**Description of the task**
How many lines of the material below contain the string "table"? Case counts, so give only the number.

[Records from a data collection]
=====

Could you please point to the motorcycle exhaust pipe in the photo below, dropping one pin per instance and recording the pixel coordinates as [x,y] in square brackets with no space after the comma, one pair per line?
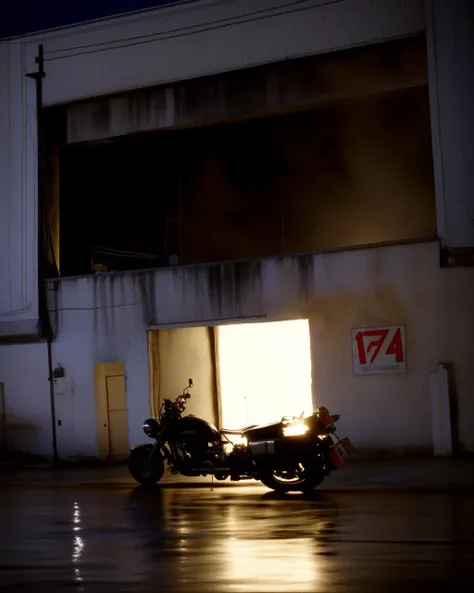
[262,448]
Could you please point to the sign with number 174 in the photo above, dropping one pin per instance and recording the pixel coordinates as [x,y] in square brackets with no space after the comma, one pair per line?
[379,350]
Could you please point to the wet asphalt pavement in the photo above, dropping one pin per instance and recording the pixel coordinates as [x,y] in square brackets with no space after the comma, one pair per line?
[234,539]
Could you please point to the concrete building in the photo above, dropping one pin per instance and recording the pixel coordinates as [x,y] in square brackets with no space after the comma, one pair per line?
[208,169]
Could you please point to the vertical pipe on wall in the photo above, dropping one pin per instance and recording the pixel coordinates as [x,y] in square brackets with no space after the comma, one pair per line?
[45,327]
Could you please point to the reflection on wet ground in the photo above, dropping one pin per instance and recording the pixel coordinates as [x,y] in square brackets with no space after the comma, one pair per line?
[234,539]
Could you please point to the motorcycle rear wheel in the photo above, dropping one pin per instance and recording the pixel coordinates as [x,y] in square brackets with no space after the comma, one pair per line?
[276,481]
[140,471]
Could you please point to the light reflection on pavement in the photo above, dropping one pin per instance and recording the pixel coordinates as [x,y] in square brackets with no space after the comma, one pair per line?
[234,539]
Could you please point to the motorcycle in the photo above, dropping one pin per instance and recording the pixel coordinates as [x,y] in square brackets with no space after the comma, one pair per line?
[295,454]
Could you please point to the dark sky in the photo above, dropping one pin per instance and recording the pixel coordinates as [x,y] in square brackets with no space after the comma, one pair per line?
[28,16]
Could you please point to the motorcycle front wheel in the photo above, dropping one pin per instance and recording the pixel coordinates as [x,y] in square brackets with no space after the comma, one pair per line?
[139,469]
[297,479]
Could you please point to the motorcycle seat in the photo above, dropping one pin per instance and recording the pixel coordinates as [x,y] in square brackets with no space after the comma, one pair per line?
[236,431]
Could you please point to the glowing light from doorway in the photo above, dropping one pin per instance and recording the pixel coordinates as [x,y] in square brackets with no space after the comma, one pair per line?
[78,543]
[265,372]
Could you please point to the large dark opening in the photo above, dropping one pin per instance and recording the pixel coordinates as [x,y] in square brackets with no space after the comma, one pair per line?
[354,173]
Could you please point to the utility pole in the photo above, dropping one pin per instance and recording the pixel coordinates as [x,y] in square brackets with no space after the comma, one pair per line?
[45,328]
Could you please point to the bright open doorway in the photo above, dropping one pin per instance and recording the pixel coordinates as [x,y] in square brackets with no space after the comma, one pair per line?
[264,372]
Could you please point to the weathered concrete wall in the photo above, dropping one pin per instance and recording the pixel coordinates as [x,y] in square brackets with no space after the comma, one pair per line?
[451,57]
[207,37]
[272,89]
[18,200]
[24,372]
[105,318]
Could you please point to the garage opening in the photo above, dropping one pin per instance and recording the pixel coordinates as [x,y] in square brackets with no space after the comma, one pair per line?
[265,371]
[248,373]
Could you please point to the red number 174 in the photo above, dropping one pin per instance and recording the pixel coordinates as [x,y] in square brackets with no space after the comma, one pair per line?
[375,345]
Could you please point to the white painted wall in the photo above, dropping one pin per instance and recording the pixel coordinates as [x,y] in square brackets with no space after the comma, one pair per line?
[24,372]
[18,200]
[104,318]
[451,63]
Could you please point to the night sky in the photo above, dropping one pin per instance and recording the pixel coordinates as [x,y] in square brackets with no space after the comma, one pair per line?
[28,16]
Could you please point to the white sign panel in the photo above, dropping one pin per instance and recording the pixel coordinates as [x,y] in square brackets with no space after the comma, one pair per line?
[379,350]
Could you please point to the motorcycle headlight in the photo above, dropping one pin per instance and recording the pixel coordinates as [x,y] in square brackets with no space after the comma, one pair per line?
[295,430]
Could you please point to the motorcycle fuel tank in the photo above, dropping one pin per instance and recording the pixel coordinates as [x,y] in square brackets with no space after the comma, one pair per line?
[191,427]
[263,433]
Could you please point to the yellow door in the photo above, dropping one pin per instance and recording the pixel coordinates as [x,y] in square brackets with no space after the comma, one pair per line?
[111,407]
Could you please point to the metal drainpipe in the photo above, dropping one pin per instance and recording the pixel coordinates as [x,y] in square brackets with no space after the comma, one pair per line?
[45,327]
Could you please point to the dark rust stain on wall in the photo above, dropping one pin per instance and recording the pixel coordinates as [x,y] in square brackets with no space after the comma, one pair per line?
[147,297]
[306,275]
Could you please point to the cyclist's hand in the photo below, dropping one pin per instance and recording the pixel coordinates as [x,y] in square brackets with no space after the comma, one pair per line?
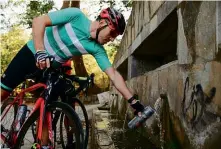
[136,105]
[42,59]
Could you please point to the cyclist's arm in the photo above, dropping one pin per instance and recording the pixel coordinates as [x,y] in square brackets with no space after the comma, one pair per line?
[118,82]
[38,28]
[53,18]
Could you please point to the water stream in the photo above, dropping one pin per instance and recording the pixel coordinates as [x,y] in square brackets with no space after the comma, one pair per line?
[123,137]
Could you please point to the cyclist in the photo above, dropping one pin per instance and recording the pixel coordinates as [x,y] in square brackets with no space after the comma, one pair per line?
[63,34]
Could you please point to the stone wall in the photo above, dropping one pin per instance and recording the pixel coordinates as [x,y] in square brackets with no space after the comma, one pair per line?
[173,48]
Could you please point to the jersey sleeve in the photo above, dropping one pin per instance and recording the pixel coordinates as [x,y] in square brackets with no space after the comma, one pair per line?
[64,15]
[102,59]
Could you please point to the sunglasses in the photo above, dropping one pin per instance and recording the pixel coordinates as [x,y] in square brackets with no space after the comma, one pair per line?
[113,32]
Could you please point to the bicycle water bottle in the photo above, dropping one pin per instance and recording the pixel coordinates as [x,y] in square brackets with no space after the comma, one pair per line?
[138,120]
[20,117]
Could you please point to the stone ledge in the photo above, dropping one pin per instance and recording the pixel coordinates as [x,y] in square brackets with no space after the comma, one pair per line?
[161,14]
[100,138]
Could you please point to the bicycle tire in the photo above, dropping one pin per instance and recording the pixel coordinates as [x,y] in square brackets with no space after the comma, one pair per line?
[67,110]
[15,108]
[72,102]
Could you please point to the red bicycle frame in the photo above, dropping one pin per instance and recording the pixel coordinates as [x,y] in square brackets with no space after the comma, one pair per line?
[40,104]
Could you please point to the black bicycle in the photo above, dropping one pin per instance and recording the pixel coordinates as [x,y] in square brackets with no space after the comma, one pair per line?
[75,86]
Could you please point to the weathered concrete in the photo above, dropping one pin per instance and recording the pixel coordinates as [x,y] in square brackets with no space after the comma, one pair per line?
[100,137]
[174,50]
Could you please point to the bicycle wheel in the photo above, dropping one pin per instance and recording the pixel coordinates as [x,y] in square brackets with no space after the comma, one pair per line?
[80,109]
[7,121]
[25,139]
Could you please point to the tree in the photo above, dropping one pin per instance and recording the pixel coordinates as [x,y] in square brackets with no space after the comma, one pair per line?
[11,42]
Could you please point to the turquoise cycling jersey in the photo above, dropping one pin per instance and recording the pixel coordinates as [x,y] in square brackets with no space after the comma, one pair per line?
[69,36]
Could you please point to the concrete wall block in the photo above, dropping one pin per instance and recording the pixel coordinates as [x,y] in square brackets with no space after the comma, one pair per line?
[154,6]
[153,23]
[136,15]
[146,12]
[198,19]
[163,80]
[183,52]
[173,99]
[141,14]
[205,31]
[154,90]
[214,80]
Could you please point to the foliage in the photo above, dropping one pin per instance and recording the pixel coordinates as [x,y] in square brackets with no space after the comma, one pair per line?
[34,9]
[11,42]
[10,14]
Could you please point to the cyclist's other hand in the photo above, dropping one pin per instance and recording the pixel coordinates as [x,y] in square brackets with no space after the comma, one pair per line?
[136,105]
[42,59]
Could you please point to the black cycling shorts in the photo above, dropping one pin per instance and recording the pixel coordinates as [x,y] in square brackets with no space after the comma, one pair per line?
[23,64]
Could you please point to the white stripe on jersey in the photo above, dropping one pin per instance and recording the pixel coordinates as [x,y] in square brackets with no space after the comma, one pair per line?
[51,51]
[60,43]
[74,39]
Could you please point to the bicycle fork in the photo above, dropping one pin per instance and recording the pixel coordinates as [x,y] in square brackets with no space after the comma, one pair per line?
[44,121]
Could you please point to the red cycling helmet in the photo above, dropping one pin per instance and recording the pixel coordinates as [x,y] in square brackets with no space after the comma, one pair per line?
[116,19]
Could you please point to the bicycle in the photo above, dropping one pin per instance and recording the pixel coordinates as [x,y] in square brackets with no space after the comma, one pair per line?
[44,108]
[71,99]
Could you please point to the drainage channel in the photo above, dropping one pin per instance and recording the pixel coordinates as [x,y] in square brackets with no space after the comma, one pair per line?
[122,138]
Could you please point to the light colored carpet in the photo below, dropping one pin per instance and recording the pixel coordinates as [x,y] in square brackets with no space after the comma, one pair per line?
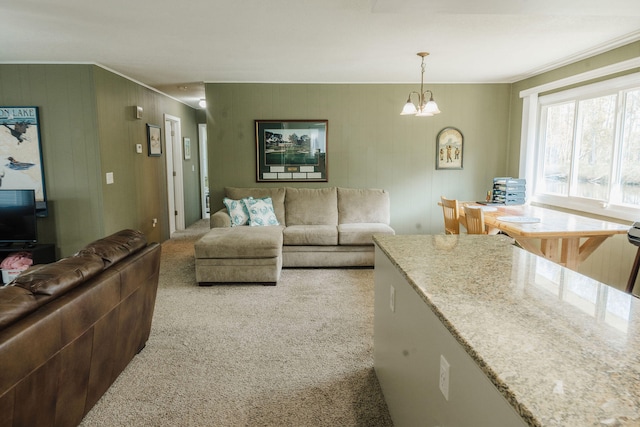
[296,354]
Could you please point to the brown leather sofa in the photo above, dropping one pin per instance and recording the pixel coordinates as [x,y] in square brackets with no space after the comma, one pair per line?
[68,329]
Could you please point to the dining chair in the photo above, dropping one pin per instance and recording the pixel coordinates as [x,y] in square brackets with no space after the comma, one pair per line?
[451,215]
[475,220]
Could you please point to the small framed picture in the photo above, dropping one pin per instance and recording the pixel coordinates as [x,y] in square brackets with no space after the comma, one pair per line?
[449,149]
[187,148]
[153,140]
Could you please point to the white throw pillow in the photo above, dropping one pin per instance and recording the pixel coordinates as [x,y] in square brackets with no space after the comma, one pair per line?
[261,212]
[237,211]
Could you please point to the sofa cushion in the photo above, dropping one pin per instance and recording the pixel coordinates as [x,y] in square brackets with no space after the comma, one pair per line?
[363,205]
[360,233]
[311,206]
[55,279]
[311,235]
[117,246]
[240,242]
[260,212]
[276,194]
[15,303]
[237,210]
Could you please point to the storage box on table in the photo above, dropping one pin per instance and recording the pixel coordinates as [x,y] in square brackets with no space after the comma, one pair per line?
[509,191]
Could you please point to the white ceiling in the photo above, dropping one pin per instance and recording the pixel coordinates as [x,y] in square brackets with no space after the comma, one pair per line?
[176,46]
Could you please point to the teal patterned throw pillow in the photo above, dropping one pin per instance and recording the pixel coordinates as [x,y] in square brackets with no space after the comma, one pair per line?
[237,211]
[261,212]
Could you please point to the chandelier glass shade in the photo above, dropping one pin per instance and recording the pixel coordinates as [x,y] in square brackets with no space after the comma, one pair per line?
[424,106]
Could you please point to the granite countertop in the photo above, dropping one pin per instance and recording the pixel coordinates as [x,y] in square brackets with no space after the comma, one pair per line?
[562,348]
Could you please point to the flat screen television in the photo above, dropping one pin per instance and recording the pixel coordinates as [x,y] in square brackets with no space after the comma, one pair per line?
[17,217]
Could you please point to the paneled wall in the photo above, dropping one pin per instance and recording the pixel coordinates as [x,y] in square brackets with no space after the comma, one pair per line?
[369,143]
[88,128]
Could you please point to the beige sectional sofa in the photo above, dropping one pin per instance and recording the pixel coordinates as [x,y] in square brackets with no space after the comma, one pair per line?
[316,227]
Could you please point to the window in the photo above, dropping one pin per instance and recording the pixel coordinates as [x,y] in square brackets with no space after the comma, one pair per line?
[586,154]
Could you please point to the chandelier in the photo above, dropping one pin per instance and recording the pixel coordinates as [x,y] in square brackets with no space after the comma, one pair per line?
[422,108]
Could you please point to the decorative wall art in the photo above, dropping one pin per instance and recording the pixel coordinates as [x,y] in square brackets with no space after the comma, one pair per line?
[449,149]
[21,165]
[291,150]
[153,140]
[187,148]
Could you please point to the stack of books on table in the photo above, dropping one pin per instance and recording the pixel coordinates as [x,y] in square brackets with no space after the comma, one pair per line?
[508,191]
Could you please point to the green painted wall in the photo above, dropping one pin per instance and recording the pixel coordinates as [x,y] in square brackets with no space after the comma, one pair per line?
[611,262]
[88,129]
[369,143]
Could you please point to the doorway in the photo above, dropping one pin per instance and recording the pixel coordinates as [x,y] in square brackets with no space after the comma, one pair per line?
[204,171]
[175,192]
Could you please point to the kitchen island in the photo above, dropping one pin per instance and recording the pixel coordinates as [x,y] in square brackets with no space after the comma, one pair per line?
[526,341]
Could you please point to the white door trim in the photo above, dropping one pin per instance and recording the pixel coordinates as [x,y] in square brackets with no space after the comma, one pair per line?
[175,188]
[204,168]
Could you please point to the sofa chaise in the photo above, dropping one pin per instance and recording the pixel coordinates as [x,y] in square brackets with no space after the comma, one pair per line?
[305,227]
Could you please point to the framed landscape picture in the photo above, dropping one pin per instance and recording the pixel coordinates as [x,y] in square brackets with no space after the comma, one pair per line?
[21,165]
[291,150]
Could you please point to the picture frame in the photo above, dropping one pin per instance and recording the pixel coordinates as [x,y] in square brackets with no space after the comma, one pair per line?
[291,150]
[187,148]
[154,140]
[449,148]
[21,163]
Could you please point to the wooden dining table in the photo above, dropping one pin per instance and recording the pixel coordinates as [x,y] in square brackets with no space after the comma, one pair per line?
[562,237]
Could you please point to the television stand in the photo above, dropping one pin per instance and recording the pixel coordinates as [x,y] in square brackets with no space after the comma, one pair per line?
[42,253]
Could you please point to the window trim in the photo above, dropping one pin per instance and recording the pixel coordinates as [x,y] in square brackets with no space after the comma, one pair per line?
[529,149]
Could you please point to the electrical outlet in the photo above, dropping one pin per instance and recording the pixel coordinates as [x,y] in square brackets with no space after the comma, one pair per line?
[392,299]
[444,377]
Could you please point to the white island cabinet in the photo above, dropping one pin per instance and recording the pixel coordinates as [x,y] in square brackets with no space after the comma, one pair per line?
[473,331]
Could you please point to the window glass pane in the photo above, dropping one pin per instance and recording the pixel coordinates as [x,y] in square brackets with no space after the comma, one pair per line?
[596,130]
[558,139]
[630,165]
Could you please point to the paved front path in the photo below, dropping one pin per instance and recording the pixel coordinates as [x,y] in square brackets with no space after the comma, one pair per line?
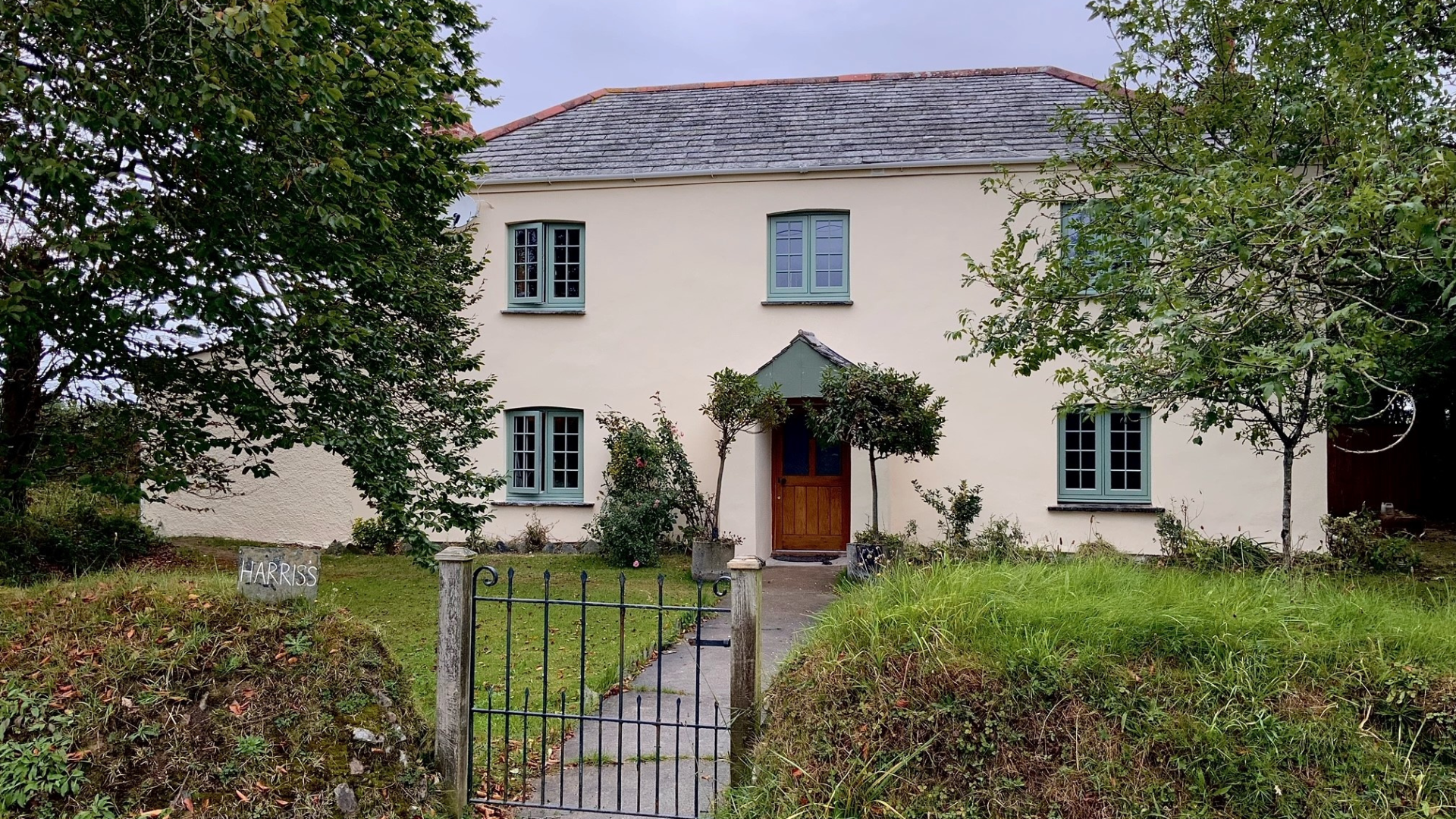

=====

**Task response**
3